=== Source document ===
The Qatari embassy is at No 1. It has been Grade II listed since 1970.

8 South Audley Street, Mayfair, constructed in 1744, currently houses the Nehru Centre, London; the House has previously been known as Cambridge House, Curzon House, and Alington House, and was used as a Royal Residence by Caroline of Brunswick, Prince Frederick, Duke of York and Albany, and Prince Adolphus, Duke of Cambridge during the 1820s and 1830s.

The sculptor Richard Westmacott (1775-1856) lived and died at No 14, and there is a blue plaque. No. 14 later housed the International Musicians Association rehearsal space and club, frequented by writers and musicians including Kingsley Amis, John Dickson Carr, Gerald Hoffnung, Bruce Montgomery and Malcolm Arnold. Amis described the club as "the most drunken institution in the world".

Thomas Goode's tableware shop was first established in 1844 at No. 17. It gradually expanded throughout the 19th century; the current premises at Nos. 17–22 was constructed between 1875 and 1891 by Ernest George.
=== Material provided ===
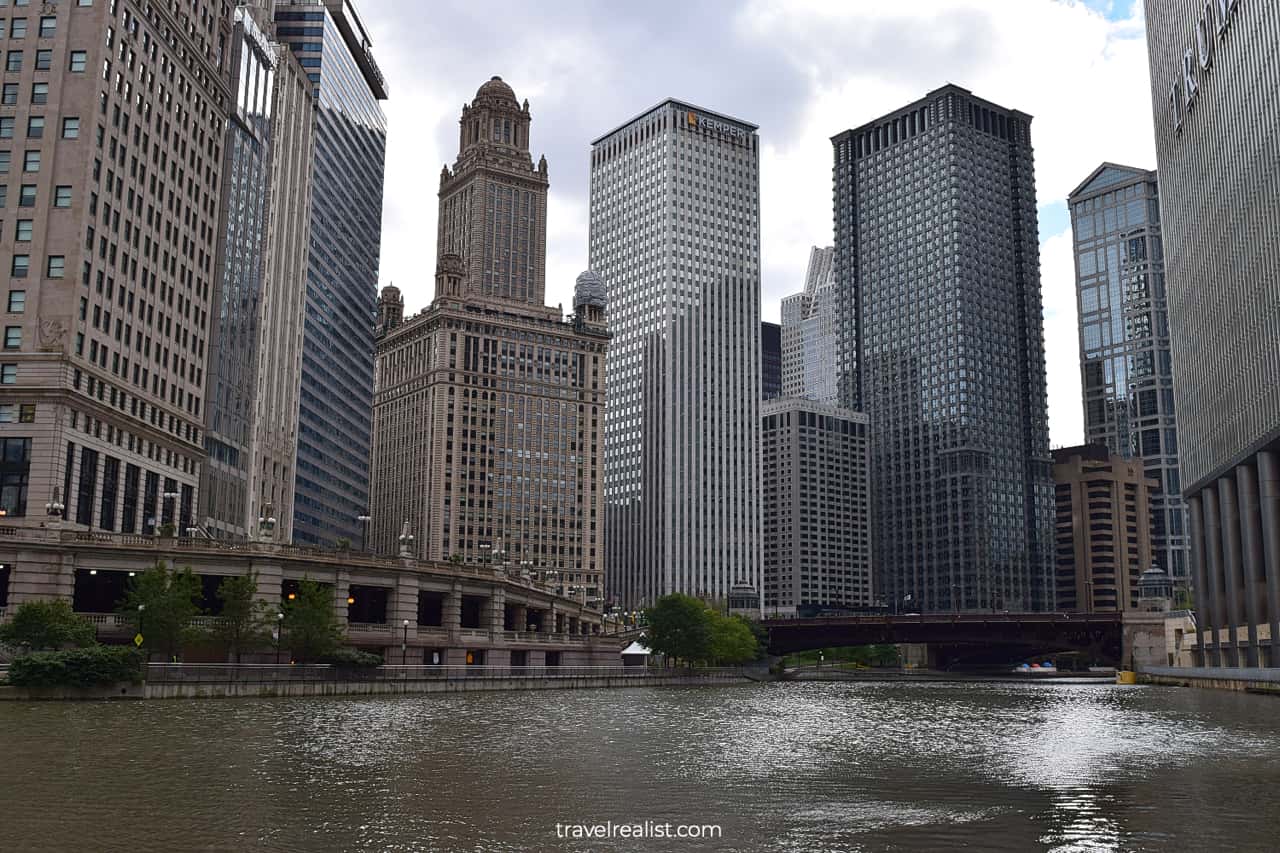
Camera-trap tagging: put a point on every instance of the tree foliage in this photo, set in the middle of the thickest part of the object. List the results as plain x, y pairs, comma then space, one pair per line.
311, 626
46, 625
169, 600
===
Answer these questions from the South Audley Street text, one answer per line.
(a) In what year was 8 South Audley Street constructed?
(b) Which sculptor lived and died at No 14?
(c) Who built the current premises of Thomas Goode's shop at Nos. 17–22?

### Solution:
(a) 1744
(b) Richard Westmacott
(c) Ernest George